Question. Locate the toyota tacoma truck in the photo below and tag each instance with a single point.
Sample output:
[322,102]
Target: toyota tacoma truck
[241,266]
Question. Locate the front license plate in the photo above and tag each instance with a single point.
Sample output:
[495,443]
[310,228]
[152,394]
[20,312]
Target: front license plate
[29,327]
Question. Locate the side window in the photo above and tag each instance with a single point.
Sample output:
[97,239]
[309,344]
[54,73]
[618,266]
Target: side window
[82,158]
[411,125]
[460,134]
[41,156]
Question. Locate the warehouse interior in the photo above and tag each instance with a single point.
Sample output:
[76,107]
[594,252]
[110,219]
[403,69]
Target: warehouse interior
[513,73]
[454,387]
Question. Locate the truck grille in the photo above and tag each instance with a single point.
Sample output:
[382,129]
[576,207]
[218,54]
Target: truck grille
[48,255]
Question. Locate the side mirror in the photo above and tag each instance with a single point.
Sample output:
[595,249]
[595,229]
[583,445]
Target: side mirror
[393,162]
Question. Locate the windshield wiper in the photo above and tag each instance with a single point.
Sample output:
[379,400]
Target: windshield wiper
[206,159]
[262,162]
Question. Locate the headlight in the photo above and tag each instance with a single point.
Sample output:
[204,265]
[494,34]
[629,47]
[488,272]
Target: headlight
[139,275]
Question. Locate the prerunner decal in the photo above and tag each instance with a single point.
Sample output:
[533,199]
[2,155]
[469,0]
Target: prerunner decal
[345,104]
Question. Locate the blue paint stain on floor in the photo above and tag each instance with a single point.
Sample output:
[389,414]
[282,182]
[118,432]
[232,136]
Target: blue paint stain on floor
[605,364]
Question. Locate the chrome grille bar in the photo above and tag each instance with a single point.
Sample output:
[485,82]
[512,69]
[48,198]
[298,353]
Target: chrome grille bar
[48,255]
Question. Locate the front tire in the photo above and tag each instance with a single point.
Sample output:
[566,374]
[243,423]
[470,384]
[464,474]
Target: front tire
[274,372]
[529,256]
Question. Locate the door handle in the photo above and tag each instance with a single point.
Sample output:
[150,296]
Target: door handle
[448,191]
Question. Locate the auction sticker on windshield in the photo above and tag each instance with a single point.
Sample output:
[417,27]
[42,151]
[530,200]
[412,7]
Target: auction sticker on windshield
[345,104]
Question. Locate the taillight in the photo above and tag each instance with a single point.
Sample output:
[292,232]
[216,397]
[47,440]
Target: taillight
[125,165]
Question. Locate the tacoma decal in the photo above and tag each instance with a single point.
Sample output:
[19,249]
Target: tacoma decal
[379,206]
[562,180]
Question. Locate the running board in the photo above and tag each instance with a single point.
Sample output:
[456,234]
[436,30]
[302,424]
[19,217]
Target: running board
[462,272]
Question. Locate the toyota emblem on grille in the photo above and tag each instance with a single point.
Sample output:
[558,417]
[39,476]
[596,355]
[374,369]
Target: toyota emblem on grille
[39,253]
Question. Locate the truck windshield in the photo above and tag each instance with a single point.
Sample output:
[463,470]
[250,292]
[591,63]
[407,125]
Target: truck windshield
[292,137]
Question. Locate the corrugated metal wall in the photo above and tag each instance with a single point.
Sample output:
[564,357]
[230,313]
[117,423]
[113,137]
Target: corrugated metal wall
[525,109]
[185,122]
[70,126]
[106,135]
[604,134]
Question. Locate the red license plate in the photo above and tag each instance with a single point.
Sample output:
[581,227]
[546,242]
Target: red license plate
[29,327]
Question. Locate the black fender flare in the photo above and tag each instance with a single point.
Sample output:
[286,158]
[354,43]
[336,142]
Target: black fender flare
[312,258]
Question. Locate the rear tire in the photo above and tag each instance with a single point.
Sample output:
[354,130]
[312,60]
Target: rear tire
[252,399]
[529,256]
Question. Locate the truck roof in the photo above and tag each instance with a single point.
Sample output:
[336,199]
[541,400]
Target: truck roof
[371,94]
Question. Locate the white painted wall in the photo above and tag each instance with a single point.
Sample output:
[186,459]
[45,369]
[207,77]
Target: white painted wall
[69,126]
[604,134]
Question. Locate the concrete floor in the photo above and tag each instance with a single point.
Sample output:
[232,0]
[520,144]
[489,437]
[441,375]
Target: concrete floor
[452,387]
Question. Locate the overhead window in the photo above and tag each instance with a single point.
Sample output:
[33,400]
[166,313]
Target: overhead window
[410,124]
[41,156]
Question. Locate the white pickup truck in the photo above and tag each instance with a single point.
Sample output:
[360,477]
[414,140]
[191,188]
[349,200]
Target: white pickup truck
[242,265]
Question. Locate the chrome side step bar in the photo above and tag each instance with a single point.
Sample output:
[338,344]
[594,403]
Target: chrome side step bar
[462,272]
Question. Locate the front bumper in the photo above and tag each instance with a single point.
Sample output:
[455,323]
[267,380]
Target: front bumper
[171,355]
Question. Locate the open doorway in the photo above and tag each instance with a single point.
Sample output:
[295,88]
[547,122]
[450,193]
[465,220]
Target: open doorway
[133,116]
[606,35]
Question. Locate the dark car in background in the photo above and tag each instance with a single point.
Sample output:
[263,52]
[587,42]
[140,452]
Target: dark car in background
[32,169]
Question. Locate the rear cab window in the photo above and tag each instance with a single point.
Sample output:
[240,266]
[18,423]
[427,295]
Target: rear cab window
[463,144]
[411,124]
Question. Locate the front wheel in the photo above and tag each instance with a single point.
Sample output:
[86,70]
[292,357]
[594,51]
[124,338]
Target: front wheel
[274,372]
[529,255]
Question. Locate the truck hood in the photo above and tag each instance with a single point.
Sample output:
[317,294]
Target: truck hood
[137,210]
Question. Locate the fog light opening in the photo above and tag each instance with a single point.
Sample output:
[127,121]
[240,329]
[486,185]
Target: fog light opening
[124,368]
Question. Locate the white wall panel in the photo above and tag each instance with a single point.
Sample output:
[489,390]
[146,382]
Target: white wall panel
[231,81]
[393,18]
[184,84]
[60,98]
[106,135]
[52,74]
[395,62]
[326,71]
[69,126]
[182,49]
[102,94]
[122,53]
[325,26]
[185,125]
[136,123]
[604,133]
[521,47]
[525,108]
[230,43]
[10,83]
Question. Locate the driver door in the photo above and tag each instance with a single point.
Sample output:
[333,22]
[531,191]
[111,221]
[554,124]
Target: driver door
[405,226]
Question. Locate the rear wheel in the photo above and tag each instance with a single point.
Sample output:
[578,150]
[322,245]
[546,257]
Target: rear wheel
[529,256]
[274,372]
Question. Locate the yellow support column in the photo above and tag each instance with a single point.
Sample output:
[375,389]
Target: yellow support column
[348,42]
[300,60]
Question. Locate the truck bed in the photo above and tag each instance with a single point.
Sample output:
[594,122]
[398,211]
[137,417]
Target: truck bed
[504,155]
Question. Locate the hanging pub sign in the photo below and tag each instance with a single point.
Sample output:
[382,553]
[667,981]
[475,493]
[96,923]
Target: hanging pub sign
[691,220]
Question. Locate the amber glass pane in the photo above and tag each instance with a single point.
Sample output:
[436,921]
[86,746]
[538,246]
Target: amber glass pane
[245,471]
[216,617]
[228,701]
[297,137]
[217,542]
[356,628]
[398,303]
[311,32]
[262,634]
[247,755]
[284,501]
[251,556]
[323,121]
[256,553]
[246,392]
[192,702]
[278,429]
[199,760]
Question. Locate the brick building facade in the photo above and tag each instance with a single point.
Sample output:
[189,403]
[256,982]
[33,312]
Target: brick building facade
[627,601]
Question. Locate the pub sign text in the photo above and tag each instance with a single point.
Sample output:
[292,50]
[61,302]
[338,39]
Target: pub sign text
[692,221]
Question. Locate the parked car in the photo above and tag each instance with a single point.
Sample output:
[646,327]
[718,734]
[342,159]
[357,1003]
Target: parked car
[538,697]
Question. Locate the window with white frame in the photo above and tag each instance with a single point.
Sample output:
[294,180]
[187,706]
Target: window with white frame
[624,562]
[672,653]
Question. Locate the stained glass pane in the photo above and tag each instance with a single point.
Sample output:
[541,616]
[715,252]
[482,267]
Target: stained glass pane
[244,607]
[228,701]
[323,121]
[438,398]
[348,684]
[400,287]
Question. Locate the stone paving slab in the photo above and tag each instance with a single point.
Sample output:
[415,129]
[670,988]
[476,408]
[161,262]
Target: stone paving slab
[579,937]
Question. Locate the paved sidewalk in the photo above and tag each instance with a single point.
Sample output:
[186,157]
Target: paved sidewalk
-*-
Which lines run from the one containing "Question. Locate the pub" to the end of the entries above? Quote exactly those, and only those.

EXPECTED ANSWER:
Question. Locate the pub sign text in the photo above and tag each instance with a single point.
Sample output:
[292,50]
[61,302]
[338,39]
Target: pub sign text
[692,221]
Question. Locate the parked car in the photo above and tag each instance with a single point.
Sample output:
[646,327]
[718,734]
[342,159]
[357,1003]
Target: parked car
[538,697]
Question. Locate the window with white frame in the photo above and tag each instance with a single point.
Sample output:
[294,180]
[187,706]
Target: window with white frame
[624,562]
[672,653]
Question. Locate the stained glass pane in the photo above and tag each instance with a single point.
Sample output:
[541,616]
[715,252]
[482,267]
Target: stained glass pane
[244,607]
[228,701]
[323,121]
[438,398]
[348,684]
[400,287]
Question. Locate the stone paving slab in the photo above and tag each instance with a single point.
Sample output:
[415,129]
[670,988]
[476,408]
[161,262]
Target: stone paving slab
[579,937]
Question. Locate the paved sidewalk in the photo above and tag each instance with a single point.
Sample output:
[186,157]
Target: paved sidewalk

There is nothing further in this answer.